**Text:**
At the end of last week, Florida TaxWatch (FTW) released “Beyond the Pandemic: Long Term Changes and Challenges for K-12 Education in Florida,” a report and the second installment in the taxpayer research institute’s COVID-19 Legacy Series, which highlights the unprecedented disruptions in learning caused by COVID-19 and the concern for long-term economic and societal risks to students, families, and communities in Florida.
Florida TaxWatch President and CEO Dominic M. Calabro weighed in on the report on Friday.
“There’s no doubt that our children’s educational experiences were impacted over the last year, leading to unfinished learning and some mental health and social development challenges. On the economic front, while studies provide varying forecasts, they suggest these students’ lifetime earnings may be up to $82,000 lower as a result, which would have a combined effect of hundreds of billions in lower GDP nationally over the next two decades if left unaddressed. Moving forward, we must concentrate our efforts on addressing this unfinished learning in the present in order to mitigate economic consequences in the future,” Calabro said.

**Stored data:**
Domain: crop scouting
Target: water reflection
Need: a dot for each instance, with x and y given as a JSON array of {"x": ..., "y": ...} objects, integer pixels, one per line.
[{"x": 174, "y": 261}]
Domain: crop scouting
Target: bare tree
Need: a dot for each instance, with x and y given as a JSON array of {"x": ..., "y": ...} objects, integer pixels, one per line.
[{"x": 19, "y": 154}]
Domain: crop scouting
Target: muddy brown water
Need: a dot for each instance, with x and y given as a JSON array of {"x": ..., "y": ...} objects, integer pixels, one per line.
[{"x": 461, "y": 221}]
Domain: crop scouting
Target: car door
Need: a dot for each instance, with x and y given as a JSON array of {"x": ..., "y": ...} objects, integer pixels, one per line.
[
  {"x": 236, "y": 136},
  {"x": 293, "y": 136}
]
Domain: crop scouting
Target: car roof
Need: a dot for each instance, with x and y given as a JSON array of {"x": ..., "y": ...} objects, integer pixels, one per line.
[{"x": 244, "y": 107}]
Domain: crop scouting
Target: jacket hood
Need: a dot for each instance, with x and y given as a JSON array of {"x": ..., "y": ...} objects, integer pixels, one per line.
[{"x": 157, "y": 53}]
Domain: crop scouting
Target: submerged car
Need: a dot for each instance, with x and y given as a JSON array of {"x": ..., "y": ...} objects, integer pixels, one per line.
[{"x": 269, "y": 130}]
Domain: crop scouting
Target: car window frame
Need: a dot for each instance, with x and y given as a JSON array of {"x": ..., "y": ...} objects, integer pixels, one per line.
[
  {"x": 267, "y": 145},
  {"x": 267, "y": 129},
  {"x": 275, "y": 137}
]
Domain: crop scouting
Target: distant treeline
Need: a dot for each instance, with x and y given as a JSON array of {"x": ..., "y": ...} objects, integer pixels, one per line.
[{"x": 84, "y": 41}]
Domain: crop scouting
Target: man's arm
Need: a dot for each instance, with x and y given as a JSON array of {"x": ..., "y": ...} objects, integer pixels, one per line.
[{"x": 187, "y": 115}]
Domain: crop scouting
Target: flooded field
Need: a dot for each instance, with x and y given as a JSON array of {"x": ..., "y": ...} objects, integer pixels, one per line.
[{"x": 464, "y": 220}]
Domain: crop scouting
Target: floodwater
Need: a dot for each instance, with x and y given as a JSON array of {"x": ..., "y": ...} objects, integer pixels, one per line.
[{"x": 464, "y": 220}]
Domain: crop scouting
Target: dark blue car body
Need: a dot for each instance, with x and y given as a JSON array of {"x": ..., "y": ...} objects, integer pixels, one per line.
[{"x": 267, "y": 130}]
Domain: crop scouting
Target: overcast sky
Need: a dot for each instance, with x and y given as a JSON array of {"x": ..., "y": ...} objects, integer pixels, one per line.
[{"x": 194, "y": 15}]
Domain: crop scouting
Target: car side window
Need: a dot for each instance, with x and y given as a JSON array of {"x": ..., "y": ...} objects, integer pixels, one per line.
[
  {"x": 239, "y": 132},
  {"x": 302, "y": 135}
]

---

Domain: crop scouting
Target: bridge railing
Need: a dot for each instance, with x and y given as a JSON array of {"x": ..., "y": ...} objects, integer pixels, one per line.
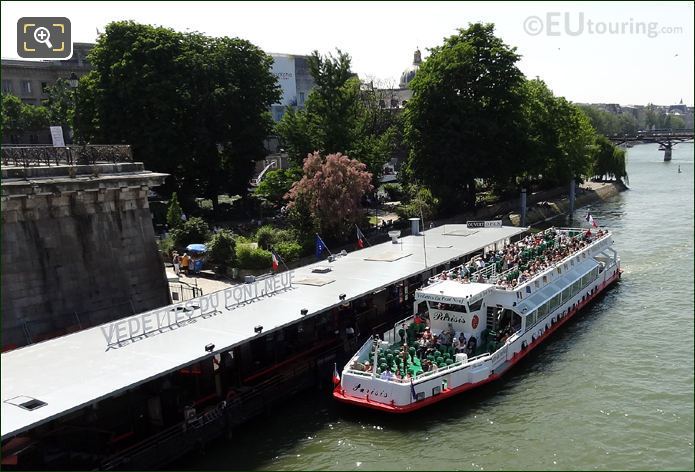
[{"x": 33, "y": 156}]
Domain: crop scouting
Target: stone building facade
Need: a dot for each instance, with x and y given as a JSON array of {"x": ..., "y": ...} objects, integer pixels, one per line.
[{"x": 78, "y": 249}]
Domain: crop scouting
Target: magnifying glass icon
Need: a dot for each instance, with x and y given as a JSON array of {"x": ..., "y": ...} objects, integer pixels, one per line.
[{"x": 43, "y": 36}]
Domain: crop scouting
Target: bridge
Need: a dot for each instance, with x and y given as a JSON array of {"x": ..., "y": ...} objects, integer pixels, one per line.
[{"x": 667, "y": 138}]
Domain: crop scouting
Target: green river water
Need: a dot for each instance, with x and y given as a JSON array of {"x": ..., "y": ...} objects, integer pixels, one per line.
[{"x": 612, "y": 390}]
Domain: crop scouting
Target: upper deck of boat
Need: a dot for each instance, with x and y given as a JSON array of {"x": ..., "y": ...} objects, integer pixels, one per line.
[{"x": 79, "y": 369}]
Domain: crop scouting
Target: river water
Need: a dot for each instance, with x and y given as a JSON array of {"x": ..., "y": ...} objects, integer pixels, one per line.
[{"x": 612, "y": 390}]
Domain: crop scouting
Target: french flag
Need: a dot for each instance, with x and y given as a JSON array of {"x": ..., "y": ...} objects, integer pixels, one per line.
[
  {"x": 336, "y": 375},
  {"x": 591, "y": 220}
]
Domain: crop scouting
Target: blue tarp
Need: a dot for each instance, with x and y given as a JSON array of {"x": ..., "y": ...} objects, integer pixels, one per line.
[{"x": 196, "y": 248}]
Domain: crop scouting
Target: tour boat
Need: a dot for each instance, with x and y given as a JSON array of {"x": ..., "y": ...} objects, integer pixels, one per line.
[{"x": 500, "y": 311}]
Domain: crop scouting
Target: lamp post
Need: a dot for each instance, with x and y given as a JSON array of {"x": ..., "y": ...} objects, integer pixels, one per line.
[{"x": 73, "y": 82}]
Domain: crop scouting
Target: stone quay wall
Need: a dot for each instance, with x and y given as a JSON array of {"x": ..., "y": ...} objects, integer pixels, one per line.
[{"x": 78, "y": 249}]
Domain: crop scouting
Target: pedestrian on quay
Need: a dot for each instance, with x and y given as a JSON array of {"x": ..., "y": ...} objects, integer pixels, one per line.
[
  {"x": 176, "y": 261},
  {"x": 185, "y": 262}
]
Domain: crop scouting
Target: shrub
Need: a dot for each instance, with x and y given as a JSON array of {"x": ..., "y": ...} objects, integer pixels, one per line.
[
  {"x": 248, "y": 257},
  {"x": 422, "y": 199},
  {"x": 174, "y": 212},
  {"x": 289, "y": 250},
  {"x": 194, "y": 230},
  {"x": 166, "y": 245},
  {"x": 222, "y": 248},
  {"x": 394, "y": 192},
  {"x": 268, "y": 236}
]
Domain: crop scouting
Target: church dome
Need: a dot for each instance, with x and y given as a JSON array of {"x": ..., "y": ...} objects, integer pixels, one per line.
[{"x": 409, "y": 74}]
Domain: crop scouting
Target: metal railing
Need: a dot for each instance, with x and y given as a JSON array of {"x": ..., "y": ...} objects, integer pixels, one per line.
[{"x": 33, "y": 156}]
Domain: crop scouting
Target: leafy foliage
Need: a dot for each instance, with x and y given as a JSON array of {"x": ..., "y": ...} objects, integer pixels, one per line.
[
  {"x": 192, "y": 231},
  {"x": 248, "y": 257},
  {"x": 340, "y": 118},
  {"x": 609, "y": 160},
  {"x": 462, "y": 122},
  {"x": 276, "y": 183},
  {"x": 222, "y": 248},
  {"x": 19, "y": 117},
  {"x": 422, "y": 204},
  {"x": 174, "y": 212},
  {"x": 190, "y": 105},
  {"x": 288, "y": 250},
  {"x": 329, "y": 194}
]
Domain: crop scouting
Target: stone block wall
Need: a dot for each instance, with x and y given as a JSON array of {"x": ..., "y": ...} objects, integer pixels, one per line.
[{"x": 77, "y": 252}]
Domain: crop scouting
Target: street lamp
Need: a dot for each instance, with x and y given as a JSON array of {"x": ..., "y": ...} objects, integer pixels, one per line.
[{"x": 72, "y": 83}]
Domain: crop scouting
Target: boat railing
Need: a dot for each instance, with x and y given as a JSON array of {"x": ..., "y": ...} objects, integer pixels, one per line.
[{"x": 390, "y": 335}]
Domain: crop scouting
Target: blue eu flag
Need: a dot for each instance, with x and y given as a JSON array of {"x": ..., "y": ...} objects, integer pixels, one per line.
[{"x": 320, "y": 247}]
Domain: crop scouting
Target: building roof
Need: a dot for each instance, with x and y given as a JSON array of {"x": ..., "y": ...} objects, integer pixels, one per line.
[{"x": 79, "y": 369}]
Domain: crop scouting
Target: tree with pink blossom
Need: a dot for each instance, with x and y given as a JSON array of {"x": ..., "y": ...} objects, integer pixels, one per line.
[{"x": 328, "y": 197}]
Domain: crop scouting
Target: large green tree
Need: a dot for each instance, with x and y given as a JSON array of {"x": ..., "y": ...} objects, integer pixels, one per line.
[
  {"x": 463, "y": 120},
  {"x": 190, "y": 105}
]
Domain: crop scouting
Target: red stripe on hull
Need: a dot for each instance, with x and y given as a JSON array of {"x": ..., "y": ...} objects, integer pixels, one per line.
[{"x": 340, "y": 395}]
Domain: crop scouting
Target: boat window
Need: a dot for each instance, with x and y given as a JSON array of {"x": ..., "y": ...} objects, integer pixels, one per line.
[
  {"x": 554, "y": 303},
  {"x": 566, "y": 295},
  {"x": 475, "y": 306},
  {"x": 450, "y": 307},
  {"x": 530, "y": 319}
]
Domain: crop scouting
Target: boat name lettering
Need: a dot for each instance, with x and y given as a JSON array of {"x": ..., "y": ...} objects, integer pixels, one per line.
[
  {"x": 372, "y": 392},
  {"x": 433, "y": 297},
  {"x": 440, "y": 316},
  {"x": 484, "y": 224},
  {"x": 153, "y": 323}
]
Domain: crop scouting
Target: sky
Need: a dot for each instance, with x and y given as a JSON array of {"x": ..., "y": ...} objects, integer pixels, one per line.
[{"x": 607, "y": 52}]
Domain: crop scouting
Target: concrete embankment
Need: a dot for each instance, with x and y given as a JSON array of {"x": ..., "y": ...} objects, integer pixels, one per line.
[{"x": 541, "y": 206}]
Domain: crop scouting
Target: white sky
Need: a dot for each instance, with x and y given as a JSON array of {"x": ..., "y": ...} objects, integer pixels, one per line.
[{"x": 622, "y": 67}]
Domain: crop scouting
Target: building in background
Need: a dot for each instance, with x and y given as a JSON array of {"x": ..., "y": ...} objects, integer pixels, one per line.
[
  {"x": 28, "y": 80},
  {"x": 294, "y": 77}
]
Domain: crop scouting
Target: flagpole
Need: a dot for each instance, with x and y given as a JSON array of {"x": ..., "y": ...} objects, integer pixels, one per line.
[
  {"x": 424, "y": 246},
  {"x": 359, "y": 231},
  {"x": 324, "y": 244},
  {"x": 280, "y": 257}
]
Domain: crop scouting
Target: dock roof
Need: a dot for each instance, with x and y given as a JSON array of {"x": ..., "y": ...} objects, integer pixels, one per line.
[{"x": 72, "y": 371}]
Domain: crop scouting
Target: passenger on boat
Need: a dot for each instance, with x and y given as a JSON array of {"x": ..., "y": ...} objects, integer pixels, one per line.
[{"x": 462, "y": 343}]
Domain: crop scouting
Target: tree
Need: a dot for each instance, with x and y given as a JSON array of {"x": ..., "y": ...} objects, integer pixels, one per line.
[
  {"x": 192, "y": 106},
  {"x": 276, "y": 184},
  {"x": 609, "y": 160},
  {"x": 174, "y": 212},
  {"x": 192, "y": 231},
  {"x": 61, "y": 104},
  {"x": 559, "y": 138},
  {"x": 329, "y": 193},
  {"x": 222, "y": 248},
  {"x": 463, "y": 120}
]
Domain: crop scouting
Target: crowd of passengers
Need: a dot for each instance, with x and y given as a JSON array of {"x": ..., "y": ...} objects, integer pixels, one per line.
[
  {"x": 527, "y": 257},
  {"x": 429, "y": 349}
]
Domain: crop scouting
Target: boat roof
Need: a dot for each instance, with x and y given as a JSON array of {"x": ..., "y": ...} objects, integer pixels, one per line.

==

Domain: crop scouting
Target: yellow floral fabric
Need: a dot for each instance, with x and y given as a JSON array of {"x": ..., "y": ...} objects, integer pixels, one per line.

**List of tasks:**
[a] In the article about the Florida TaxWatch education report, which installment of the COVID-19 Legacy Series is the report?
[b] Write the next part of the article about the Florida TaxWatch education report, continuing after its final sentence.
The records were taken from a different source than the article.

**Task-by-task outputs:**
[a] It is the second installment.

[b]
The report notes that traditional in-person education quickly moved online at the onset of the pandemic, with the U.S. Census Bureau reporting that nearly 80 percent of Florida households with school-aged children were using some form of online learning as early as the spring semester of 2020.
In Florida, this shift to online learning – compounded by an overall decline in children’s mental health – led to lower grade readiness in reading, as well as a pronounced decrease in grade readiness in math. For instance, in Miami-Dade County, the state’s largest school district, officials reported that 43 percent of preschool to third grade students tested were below grade level in reading and about 54 percent were below grade level in math during the fall 2020 semester. These findings parallel national testing data from Curriculum Associates, which showed the percentage of students ready for grade-level work dropped by an average of 4.8 percentage points in reading and 9.1 percentage points in math during the 2020-21 school year.
At the same time, students in low-income communities were especially disadvantaged, due in large part to insufficient internet access. In Broward County, for example, daily attendance at schools in high poverty areas fell by roughly 12 percent, but in high income areas, attendance increased by two percent. Similarly, on a national level, the U.S. Census Bureau found that Black and Hispanic households with students were three to six percentage points less likely than white households to have reliable internet access, worsening attendance and active engagement in online learning.